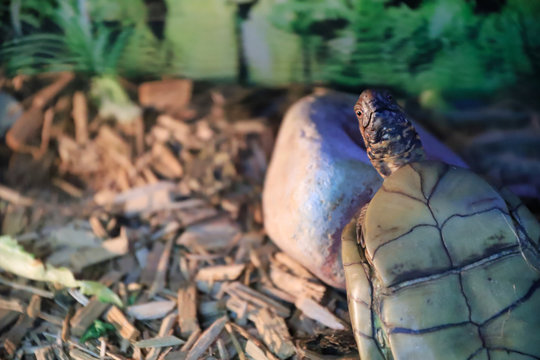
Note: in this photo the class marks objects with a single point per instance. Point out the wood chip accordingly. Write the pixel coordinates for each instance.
(12, 305)
(220, 272)
(206, 339)
(7, 318)
(152, 261)
(165, 163)
(316, 311)
(254, 351)
(126, 330)
(45, 95)
(274, 333)
(170, 95)
(85, 316)
(214, 234)
(250, 295)
(160, 341)
(165, 329)
(187, 310)
(152, 310)
(45, 353)
(161, 271)
(14, 336)
(294, 266)
(109, 249)
(14, 197)
(243, 332)
(80, 117)
(296, 285)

^^^^

> **WHAT TO WORK ON**: Copy out every item above verbatim, leaving out the pictures.

> **WRITTEN SOLUTION**:
Note: in this photo the class marks objects with a single point per instance. Point out the wood chip accordingly. Write the pixel coordinates for each instance.
(12, 305)
(220, 272)
(206, 339)
(7, 318)
(152, 261)
(165, 163)
(316, 311)
(254, 351)
(126, 330)
(45, 95)
(274, 333)
(170, 95)
(85, 316)
(214, 234)
(250, 295)
(160, 341)
(165, 329)
(187, 310)
(152, 310)
(45, 353)
(161, 271)
(14, 336)
(294, 266)
(109, 249)
(14, 197)
(243, 332)
(80, 117)
(296, 285)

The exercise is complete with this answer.